### [BRIEF]
Write out only the opening lines of the entries, through the line with "1393L41 1399L68 1420L81".

-.-.-

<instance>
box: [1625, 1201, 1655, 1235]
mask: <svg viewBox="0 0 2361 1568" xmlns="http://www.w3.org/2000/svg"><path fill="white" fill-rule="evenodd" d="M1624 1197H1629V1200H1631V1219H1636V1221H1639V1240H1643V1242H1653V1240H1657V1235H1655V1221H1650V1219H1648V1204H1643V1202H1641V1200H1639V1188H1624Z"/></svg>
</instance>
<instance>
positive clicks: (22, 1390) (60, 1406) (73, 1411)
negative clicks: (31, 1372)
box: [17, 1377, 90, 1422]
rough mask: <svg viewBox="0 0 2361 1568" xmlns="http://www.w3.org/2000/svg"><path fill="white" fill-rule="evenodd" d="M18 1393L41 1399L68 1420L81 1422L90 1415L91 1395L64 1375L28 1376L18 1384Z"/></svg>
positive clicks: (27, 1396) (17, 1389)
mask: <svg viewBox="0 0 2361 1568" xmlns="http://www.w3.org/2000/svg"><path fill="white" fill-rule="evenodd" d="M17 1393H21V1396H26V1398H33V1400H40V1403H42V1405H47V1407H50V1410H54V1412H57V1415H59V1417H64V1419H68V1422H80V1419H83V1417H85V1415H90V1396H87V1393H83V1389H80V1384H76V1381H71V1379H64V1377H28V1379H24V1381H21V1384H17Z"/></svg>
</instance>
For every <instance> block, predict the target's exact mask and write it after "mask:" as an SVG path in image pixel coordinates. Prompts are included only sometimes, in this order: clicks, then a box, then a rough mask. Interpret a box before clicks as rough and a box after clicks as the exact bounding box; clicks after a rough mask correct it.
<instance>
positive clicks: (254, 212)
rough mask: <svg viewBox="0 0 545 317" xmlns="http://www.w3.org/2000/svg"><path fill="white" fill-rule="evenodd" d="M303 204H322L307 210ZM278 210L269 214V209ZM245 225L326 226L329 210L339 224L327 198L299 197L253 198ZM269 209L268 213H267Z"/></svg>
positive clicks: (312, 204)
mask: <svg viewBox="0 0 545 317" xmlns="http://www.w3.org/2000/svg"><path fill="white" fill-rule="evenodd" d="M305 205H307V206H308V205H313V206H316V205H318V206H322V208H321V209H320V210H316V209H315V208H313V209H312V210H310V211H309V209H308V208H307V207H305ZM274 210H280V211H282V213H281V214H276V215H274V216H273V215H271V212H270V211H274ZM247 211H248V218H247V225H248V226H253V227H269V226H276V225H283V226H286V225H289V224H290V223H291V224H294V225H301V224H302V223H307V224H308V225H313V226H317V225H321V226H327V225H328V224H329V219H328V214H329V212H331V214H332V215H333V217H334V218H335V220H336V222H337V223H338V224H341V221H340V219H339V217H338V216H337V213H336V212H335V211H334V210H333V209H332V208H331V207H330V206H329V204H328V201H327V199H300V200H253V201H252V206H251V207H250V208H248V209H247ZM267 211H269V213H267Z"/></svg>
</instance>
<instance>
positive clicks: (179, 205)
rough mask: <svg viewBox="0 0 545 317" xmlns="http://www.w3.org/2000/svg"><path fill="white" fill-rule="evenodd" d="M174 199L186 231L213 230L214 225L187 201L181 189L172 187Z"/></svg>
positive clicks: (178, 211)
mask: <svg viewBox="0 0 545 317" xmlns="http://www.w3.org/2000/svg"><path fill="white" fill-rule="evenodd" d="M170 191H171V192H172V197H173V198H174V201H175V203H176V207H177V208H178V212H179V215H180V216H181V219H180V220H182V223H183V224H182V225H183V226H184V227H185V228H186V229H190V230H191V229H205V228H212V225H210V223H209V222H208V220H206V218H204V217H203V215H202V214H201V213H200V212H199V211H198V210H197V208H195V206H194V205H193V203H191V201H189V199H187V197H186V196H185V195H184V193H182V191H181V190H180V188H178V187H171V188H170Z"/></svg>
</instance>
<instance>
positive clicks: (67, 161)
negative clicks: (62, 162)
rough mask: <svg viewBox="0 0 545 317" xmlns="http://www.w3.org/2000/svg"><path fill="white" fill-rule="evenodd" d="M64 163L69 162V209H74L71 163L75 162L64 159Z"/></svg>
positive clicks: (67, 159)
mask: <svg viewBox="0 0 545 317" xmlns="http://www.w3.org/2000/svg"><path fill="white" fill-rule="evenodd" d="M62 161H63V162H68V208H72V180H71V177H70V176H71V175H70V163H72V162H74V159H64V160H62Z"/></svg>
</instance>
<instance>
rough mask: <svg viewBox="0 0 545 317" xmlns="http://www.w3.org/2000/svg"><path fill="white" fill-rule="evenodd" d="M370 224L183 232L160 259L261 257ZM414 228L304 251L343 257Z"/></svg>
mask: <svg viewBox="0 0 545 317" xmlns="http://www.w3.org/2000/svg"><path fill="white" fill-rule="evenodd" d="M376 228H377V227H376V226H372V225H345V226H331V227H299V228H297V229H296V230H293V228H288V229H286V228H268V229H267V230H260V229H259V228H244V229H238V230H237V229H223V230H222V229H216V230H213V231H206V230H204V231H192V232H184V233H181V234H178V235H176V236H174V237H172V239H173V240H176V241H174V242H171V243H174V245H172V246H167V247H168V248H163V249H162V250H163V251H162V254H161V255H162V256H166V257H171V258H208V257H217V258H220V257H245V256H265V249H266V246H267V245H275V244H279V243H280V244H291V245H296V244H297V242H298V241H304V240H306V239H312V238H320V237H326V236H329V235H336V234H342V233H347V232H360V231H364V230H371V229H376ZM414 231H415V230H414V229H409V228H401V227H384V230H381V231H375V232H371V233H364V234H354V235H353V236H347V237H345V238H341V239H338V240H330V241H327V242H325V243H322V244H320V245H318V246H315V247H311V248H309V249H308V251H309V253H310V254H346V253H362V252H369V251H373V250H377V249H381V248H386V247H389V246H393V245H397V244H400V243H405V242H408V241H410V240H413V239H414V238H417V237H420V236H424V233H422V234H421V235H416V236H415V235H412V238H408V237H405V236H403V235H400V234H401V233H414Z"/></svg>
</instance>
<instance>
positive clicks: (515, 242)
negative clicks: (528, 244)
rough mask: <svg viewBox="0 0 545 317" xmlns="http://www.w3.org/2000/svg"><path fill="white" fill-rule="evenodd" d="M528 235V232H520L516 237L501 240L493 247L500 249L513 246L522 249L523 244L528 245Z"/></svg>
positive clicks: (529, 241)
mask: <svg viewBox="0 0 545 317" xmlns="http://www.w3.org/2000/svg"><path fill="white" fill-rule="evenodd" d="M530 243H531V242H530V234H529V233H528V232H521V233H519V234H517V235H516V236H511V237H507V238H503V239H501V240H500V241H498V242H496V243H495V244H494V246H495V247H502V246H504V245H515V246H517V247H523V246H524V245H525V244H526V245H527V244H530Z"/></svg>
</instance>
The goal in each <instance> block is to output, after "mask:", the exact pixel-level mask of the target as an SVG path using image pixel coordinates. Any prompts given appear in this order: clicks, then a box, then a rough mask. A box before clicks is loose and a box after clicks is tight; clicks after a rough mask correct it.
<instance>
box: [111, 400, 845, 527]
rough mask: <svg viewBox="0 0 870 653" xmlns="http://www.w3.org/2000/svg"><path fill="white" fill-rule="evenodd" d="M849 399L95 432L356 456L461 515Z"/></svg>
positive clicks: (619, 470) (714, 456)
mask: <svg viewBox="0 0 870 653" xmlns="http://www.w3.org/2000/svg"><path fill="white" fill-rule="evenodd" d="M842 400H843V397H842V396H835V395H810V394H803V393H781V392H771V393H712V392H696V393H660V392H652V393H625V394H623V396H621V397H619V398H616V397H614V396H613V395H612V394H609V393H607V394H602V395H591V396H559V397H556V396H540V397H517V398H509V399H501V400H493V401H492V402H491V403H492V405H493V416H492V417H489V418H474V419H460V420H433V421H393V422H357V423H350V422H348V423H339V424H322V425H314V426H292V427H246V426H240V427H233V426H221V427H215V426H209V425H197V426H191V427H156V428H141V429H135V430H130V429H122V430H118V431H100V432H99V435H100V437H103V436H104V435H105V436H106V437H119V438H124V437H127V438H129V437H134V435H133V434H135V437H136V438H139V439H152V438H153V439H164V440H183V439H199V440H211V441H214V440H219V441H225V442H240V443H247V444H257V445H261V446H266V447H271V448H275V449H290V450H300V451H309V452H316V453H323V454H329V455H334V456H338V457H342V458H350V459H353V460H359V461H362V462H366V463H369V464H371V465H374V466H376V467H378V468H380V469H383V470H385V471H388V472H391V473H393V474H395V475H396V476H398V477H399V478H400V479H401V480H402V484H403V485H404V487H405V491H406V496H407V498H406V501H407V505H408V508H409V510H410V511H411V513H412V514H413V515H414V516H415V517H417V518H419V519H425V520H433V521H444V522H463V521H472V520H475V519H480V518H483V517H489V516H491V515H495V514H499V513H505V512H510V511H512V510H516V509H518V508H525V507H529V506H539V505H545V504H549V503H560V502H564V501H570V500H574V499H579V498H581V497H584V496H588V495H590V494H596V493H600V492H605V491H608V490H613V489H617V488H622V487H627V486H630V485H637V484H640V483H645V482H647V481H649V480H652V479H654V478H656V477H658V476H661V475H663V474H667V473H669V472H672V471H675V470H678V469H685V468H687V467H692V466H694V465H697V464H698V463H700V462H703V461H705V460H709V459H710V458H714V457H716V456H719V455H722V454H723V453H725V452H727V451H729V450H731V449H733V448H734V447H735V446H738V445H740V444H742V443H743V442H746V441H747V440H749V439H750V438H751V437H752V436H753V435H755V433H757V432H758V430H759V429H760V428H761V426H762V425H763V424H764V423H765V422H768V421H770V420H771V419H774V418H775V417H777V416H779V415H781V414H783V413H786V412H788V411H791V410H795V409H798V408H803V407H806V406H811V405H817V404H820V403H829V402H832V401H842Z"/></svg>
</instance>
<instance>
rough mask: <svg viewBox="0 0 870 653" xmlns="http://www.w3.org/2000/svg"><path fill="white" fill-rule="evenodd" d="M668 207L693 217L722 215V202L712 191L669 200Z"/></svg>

-.-.-

### [PROBLEM SOLUTION]
<instance>
box: [1625, 1201, 1655, 1235]
mask: <svg viewBox="0 0 2361 1568" xmlns="http://www.w3.org/2000/svg"><path fill="white" fill-rule="evenodd" d="M1624 1197H1629V1200H1631V1219H1636V1221H1639V1240H1643V1242H1653V1240H1657V1235H1655V1221H1650V1219H1648V1204H1643V1202H1641V1200H1639V1188H1624Z"/></svg>
</instance>
<instance>
positive clicks: (22, 1390) (60, 1406) (73, 1411)
negative clicks: (31, 1372)
box: [17, 1377, 90, 1422]
rough mask: <svg viewBox="0 0 2361 1568" xmlns="http://www.w3.org/2000/svg"><path fill="white" fill-rule="evenodd" d="M18 1393L41 1399L68 1420L81 1422L90 1415L91 1395L64 1375L28 1376L18 1384Z"/></svg>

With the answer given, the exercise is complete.